* Supplied data:
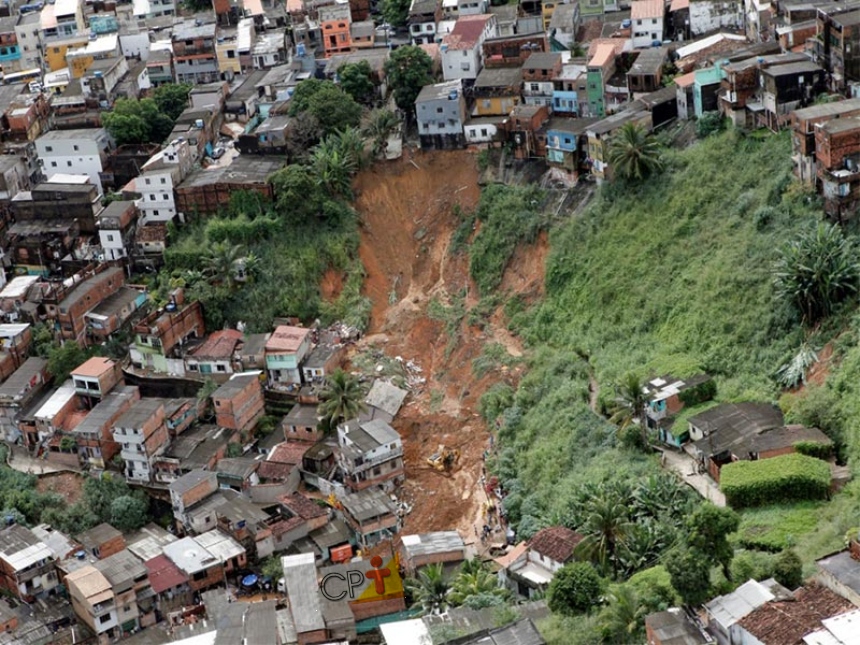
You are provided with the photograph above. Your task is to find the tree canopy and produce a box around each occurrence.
[290,78,361,135]
[337,60,375,105]
[102,97,174,145]
[547,562,603,614]
[152,83,192,121]
[385,45,433,114]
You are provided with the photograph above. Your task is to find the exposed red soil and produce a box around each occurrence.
[320,269,343,302]
[356,151,548,538]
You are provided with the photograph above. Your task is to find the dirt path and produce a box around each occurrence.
[356,151,549,540]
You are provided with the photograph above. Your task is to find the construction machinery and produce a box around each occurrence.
[427,444,460,472]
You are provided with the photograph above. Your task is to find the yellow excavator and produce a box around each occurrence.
[427,444,460,472]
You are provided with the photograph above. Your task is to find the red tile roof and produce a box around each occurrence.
[739,584,854,645]
[266,441,313,464]
[281,493,328,520]
[529,526,582,564]
[442,14,493,50]
[143,555,188,593]
[189,329,243,360]
[266,325,311,352]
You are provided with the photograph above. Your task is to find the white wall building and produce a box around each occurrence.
[36,128,114,192]
[440,14,498,81]
[630,0,666,49]
[134,139,193,225]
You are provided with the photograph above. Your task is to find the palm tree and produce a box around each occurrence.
[362,108,400,157]
[774,223,860,325]
[609,372,649,448]
[449,559,506,605]
[406,562,451,614]
[601,585,648,643]
[607,122,663,181]
[203,242,244,288]
[311,143,358,198]
[576,492,630,576]
[318,369,367,428]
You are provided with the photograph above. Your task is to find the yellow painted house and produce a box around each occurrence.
[45,35,90,72]
[472,67,522,116]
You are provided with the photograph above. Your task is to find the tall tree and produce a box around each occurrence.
[577,491,630,576]
[203,242,245,288]
[382,0,412,27]
[450,558,507,605]
[290,78,361,135]
[362,108,400,157]
[319,369,367,428]
[385,45,433,114]
[337,60,376,105]
[774,223,860,325]
[547,562,603,615]
[608,122,663,181]
[665,547,711,607]
[102,99,174,145]
[609,372,648,447]
[687,502,741,580]
[152,83,192,121]
[407,562,451,614]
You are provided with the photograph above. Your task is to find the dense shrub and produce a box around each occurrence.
[794,441,833,461]
[720,454,830,508]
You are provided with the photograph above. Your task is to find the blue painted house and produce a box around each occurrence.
[538,117,597,180]
[693,63,723,118]
[0,15,21,74]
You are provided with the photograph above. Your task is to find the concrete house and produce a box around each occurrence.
[496,526,582,598]
[171,20,220,84]
[440,14,498,85]
[36,128,114,193]
[133,138,194,225]
[337,419,405,490]
[788,97,860,185]
[400,531,468,575]
[522,52,562,109]
[129,289,205,376]
[0,524,59,602]
[64,565,120,645]
[185,329,243,383]
[96,201,137,260]
[169,470,218,531]
[630,0,666,49]
[415,80,466,150]
[212,372,265,433]
[113,399,169,482]
[70,356,122,408]
[72,385,140,469]
[266,325,311,387]
[0,356,48,442]
[78,522,125,560]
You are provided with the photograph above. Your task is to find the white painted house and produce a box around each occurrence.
[630,0,666,49]
[134,138,194,225]
[440,14,498,81]
[36,128,114,193]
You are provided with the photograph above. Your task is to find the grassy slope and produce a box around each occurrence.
[501,126,816,521]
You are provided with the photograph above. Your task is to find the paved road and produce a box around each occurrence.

* Instruction: Render the stretch of lines from the one containing "find the blue" through the one containing "[0,15,21,74]" as a two-column CSV with the headers instruction and boxes, one row per request. Put each request's text and its answer in a single quoted field, with line breaks replaced by spaces.

* Solution to this task:
instruction,boxes
"You are provided with the photograph above. Your task is to find the blue painted house and produce a box around each occurrence.","[538,117,597,180] [693,63,723,118] [0,15,21,74]"